* Requirement 1: In the article on Buddhadeb Bhattacharjee and strikes, which Indian law recognized the right to strike?
* Requirement 2: Reproduce the passage of the article on Buddhadeb Bhattacharjee and strikes from "The problem in" up to and including "real estate development.".

* Text section:
··········
Aug 30, 2008

India - Buddhadeb has got it wrong

Buddhadeb Bhattacharjee has got it wrong, though he is right to protest against the “gherao” and the “hartal”. The first keeps a manager captive, without means of sustenance or access to a toilet —which must be illegal as it is involuntary confinement, usually accompanied by intimidation if not personal violence. Managers subjected to this inhuman treatment have been known to die of heart attacks. The second, also a coercive method, disrupts normal life in a city or state and has been declared illegal by the court; so the Marxists find new words with which to do the same thing. Both deserve condemnation, and the West Bengal chief minister would be right to uphold the law. However, that is not what he has promised to do; he has merely expressed what he calls his personal view, which is a private matter. What is relevant to the rest of us is that it is his duty to prevent these two coercive practices. Will he do that?
On the third issue, of industrial strikes, the chief minister is comprehensively wrong because you should not take away a trade union’s right to strike, as a tool in collective bargaining. This was a right first won by the working class in Britain 102 years ago, when a new law on trade unions protected them from being sued for the losses incurred by a company because of a strike. India recognised the right to strike in its Industrial Disputes Act of 1947, but this law is confined to “industries”. There was a time when the term was extended by the courts to mean even universities and hospitals, but more recently the Supreme Court held that government employees could not go on strike. The International Labour Organisation has some conventions on the subject, but many countries have started constraining industrial action by asking for complicated procedures, and excluding essential services.
The problem in India is that strikes over pay and working conditions are rare; the maximum number of mandays are lost in industrial action protesting against government policy, like listing the shares of a state-owned undertaking (which, rightly speaking, is for an owner to decide), or more general opposition to the thrust of economic policy — and therefore occur most commonly in the public sector. It is arguable that these are not matters on which strikes should be called; in any case, no strike ballot is taken. Perhaps the last major, specific, industrial strike was in the Bombay textile mills, in 1982. Datta Samant organised a long closure that killed the mills, most of which never re-opened. The workers lost their jobs, and the mills in central Mumbai are now turning over their land to real estate development.
Workers have learnt from this that their interest may be aligned with their employers’, more than with professional trade union leaders. In increasingly competitive markets, companies are usually fighting to keep costs low. In any case, the organised sector (which is relatively small) is relatively well-paid. So it looks slightly absurd when Maruti or Tata Motors employees go on strike over pay. There is hardly any trade union presence in the unorganised sector, and they provide little protection in the small enterprises that are nominally a part of the organised sector. The big, national unions have therefore become tools in the hands of political parties when they want to bring normal life to a halt and make a political point. None of this helps the worker improve his economic prospects. In practice, the right to strike has become less of a collective bargaining weapon and more a political gambit (used mostly by the Marxists). And as we’re beginning to see, the courts don’t approve.
··········
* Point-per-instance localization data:

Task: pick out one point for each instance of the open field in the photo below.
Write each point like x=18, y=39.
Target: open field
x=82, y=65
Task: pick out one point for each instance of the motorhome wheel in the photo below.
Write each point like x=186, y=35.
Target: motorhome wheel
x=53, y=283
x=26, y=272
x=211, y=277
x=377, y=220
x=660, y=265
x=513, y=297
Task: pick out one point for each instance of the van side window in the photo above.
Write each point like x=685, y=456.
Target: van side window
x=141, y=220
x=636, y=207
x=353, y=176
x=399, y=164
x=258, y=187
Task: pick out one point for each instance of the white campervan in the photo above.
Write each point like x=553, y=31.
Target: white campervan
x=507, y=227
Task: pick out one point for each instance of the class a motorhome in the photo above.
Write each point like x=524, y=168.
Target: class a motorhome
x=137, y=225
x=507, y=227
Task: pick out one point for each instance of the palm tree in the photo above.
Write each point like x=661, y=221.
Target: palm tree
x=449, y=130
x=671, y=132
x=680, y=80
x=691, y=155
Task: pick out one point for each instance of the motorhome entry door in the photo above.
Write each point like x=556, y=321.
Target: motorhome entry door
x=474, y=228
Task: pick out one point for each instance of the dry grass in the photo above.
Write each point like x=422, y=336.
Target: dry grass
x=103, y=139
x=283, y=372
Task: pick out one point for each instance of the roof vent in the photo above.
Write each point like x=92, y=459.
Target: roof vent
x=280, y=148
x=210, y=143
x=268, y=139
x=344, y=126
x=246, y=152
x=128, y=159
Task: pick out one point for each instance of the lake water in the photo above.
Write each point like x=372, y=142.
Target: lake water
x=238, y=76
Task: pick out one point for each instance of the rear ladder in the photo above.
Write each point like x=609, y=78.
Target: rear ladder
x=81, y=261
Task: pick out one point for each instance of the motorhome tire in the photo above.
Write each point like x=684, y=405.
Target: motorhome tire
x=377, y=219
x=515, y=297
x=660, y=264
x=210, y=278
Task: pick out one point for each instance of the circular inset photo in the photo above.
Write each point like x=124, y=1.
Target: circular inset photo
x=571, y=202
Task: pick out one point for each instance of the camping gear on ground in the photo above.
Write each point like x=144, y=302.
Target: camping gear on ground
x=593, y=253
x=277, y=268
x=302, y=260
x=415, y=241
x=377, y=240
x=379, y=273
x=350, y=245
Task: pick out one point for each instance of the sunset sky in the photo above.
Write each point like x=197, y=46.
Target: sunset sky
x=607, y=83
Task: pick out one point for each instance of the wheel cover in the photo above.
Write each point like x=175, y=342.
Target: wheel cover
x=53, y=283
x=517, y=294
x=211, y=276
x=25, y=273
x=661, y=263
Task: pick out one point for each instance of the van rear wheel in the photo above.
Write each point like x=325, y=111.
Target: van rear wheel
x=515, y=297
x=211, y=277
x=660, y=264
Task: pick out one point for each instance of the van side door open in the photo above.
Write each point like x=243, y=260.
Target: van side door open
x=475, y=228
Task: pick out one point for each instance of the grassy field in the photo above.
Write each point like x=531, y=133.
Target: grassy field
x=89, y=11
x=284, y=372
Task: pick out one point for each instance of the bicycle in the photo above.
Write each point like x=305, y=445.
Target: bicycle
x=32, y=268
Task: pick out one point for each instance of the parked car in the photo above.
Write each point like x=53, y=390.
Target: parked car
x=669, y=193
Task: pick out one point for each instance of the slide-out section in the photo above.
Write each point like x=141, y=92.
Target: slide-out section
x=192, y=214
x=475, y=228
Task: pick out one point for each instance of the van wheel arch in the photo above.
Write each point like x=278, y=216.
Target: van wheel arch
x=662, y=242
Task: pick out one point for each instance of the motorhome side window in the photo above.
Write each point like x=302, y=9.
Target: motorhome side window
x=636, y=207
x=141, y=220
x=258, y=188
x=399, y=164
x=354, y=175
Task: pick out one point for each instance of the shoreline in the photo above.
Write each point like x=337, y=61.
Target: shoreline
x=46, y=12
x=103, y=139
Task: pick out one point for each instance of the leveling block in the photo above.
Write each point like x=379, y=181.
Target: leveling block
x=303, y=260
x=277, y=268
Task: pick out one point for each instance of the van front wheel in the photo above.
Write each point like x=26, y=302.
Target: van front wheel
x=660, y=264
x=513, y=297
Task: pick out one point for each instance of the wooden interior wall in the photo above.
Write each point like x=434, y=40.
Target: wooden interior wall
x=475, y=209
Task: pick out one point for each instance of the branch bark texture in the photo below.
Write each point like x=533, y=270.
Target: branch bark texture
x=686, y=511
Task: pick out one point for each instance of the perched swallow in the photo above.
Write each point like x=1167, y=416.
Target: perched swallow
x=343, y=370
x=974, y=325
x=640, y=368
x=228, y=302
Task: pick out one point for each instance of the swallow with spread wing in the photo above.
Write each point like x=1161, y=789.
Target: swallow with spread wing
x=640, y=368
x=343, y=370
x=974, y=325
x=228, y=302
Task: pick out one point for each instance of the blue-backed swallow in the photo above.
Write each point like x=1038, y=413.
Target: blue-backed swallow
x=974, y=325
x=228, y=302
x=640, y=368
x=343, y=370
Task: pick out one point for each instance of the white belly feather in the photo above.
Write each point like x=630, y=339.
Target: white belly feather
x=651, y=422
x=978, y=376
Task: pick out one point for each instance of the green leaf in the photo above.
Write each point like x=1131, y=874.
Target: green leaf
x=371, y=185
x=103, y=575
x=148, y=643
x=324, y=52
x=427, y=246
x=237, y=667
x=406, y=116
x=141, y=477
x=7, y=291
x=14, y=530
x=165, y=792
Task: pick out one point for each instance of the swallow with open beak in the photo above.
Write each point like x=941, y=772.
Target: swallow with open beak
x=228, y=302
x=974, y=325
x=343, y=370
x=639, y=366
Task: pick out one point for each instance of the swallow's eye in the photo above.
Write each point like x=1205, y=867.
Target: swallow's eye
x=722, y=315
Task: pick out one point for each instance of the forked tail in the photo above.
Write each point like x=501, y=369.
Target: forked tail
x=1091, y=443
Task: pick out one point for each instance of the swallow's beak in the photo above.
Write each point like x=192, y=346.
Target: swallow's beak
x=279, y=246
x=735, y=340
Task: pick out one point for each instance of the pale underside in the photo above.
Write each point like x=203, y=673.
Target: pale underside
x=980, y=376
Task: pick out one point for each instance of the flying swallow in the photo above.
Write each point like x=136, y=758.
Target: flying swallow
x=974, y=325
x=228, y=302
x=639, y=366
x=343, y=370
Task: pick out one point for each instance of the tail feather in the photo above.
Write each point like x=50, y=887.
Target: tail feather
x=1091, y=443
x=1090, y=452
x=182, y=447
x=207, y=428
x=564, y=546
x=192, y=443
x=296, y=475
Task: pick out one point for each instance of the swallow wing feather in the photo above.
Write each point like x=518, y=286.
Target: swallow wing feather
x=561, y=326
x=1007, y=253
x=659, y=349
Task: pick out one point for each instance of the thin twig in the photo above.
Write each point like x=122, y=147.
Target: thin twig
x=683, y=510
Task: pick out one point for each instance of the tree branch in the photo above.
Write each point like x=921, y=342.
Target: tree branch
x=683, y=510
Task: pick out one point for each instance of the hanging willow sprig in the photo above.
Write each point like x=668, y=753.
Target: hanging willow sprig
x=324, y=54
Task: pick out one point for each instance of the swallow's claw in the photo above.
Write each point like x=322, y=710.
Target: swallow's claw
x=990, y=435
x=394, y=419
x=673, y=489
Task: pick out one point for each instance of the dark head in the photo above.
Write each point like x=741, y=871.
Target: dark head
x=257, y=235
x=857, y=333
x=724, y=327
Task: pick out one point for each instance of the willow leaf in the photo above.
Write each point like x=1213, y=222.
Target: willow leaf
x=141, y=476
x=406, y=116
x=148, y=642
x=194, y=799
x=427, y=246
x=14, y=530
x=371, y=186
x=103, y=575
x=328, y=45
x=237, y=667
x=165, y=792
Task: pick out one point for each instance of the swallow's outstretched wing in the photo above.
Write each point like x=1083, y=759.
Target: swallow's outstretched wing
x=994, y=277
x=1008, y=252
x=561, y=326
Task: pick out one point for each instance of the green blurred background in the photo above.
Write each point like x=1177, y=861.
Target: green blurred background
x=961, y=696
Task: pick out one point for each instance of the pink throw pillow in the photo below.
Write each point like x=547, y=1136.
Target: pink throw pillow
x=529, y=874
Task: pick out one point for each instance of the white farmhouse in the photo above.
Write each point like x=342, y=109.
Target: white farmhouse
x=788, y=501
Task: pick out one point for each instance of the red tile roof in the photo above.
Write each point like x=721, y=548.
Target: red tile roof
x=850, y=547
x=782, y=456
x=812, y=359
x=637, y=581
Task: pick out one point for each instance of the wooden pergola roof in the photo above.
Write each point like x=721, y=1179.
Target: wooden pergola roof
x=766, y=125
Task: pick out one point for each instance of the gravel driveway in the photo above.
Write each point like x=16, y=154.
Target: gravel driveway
··········
* Task output 1: The Industrial Disputes Act of 1947.

* Task output 2:
The problem in India is that strikes over pay and working conditions are rare; the maximum number of mandays are lost in industrial action protesting against government policy, like listing the shares of a state-owned undertaking (which, rightly speaking, is for an owner to decide), or more general opposition to the thrust of economic policy — and therefore occur most commonly in the public sector. It is arguable that these are not matters on which strikes should be called; in any case, no strike ballot is taken. Perhaps the last major, specific, industrial strike was in the Bombay textile mills, in 1982. Datta Samant organised a long closure that killed the mills, most of which never re-opened. The workers lost their jobs, and the mills in central Mumbai are now turning over their land to real estate development.